### TEXTO PROPORCIONADO
----------

Esta presona escribió algo que me hizo escribir eso… y eso, a su vez, cuando apagué el ordenador para ir a acostarme, no hizo sino seguir recordándome como quien tira de un hilo, aquella época en que si al volver de la universidad intuía que luego no volvería a salir de casa, me desviaba del camino, me acercaba a una estación de trenes y me aseguraba de ver pasar un par de ellos fumando tranquilamente un pito antes de reemprender el camino.
O si me daba cuenta antes, me bastaba con comer en los comedores de la facultad de al lado, o en la bocadillería aquella donde siempre leía automáticamente los precios al pasar preguntándome si el kebab estaba bueno.
Y si no era una estación de trenes, me iba a la plaza, al mercado, o a una librería… En estos casos, es decir, en caso de que fuese un lugar de intercambio o interrelación, me obligaba a mi mismo a atar la bici, a hablar con alguno de los personajes y a comprar algo, lo necesitara o no, por ejemplo, una plantita o aquel cochecito que no me pensaba comprar pero que íntimamente deseaba (llegué a acumular unos cuantos). Si era una librería, tenía que comprar un libro para mi y otro para alguien que yo quisiera. Eran las reglas de los lugares de interrelación, si debía vivirlos tenía que participar.

----------

Registros de origen
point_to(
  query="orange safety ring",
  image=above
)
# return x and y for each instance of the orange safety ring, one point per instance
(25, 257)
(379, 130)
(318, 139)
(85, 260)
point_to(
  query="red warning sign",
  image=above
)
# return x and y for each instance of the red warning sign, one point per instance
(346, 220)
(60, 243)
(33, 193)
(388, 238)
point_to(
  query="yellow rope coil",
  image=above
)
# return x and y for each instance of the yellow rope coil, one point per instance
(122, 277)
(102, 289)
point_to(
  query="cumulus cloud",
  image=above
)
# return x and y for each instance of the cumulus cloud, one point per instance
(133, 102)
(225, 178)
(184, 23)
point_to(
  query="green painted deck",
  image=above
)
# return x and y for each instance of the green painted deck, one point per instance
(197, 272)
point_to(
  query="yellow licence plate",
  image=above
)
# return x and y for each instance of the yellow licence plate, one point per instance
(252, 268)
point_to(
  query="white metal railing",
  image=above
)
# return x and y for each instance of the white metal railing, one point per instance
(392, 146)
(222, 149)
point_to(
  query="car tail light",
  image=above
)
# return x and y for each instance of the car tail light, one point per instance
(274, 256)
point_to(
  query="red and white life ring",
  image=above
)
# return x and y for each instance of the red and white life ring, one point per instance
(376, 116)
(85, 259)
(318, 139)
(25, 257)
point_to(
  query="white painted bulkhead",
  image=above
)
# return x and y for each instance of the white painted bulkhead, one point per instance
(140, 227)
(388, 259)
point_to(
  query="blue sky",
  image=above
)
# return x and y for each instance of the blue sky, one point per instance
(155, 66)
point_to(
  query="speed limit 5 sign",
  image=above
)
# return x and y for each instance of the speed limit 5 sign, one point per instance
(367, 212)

----------

### TAREAS DEL EJERCICIO
**a.** Reproduce sin cambios el tramo del texto sobre los desvíos al volver de la universidad que va desde "O si me daba" hasta "kebab estaba bueno.".
**b.** Por favor, prosigue el texto sobre los desvíos al volver de la universidad a partir de su última frase.

### RESPUESTAS
**a.**
O si me daba cuenta antes, me bastaba con comer en los comedores de la facultad de al lado, o en la bocadillería aquella donde siempre leía automáticamente los precios al pasar preguntándome si el kebab estaba bueno.

**b.**
O si veía que el día se iba a terminar sin haber vivido el tercer ambiente, decía en casa que iba a dar un paseo y me iba a alguna parte de la cuidad donde aún no hubiese estado aunque yo creyese que sí, o sea, alguno de esos lugares como el típico parque de atrás, la típica la calle detrás de la manzana que no te pilla de camino a ningún sitio o aquellos jardines de las terrazas donde había unos edificios horrorosos, en el barrio de al lado, esa plataforma de tres plantas que formaban el Alcampo, tres bancos, la agencia de viajes, y un montón de bajos comerciales, sobre la que un día me di cuenta de que nunca había subido…
Recuerdo que sobre aquellas terrazas, encontré unos parques increíbles, feos como solo pudieron ser feos los ingenuos paisajes futuristas de los años sesenta, con sus fuentes miesianas (inmensos rectángulos de agua de 30cm de profundidad, un chorrito en la esquina y legiones de mosquitos… sin olvidar los elegantísimos chinos del fondo), sus grupillos de árboles sugiriendo otra forma de oasis entre los inquietantes juegos de pavimentos, escalones y “geografías artificiales” incapaces de invitar a nadie a internarse en aquel Espacio Abierto al Hombre entre rascacielos cruciformes. Era un lugar desértico, de un diseño cuidadísimo y una frialdad desquiciada. De esos que dan ganas de rodar una película de ciencia a ficción o de inmensos robots japoneses. Puro POP, en suma: me encantaba.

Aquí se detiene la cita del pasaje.